_Data section_
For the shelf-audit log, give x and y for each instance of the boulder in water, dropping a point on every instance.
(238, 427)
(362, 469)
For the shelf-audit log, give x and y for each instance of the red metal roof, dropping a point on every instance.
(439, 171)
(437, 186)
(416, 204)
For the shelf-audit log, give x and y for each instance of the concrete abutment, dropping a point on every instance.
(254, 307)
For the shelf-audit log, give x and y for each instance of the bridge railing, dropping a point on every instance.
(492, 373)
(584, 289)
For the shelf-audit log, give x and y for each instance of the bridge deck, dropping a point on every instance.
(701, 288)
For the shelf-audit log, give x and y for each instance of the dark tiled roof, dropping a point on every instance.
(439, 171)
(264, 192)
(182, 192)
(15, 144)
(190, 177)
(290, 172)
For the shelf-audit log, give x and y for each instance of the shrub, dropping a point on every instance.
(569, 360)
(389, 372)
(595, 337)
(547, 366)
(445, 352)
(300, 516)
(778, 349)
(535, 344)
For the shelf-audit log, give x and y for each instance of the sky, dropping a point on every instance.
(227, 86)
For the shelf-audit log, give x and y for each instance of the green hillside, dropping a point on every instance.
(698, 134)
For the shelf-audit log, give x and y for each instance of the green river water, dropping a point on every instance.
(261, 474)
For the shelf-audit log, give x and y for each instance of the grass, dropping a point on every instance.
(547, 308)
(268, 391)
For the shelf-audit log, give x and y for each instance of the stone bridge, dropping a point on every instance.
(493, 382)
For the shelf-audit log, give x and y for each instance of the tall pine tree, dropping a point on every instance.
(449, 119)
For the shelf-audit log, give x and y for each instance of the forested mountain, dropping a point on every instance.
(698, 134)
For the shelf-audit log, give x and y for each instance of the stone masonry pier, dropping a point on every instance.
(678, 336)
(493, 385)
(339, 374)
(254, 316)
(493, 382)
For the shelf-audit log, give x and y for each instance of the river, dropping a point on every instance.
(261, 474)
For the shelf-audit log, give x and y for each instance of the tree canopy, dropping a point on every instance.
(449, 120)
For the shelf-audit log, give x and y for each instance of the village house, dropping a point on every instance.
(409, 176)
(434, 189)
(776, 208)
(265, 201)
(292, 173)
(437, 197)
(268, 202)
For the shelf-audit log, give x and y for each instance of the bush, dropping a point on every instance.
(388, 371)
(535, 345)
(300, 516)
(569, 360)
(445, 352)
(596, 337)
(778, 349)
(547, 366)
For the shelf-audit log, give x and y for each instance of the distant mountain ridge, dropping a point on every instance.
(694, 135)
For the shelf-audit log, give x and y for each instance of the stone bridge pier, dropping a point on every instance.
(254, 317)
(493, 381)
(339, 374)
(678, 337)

_Exercise objective_
Reproduce without change every line of the entries above, from the one containing "canopy, dropping a point on every instance." through the last.

_Exercise result_
For the shelf-audit log, give x and y for each instance of the tree canopy, dropping a point on every instance.
(449, 120)
For the shelf-audit log, give x and y for each instance of the village house, dropping a point on every instance.
(409, 176)
(434, 189)
(776, 208)
(265, 201)
(292, 173)
(437, 197)
(268, 202)
For the shelf-audit log, give x and y for each instance of the bush, dropping a point on every instance.
(388, 371)
(535, 345)
(300, 516)
(569, 360)
(445, 352)
(596, 337)
(778, 349)
(547, 366)
For the shelf-audit log, give x and y for each instance of the distant mountain ridge, dropping a point on every instance.
(694, 135)
For the shelf-audit log, give x and y for each instance of the stone bridge pier, dropping a point on every instance.
(254, 317)
(493, 381)
(339, 374)
(678, 337)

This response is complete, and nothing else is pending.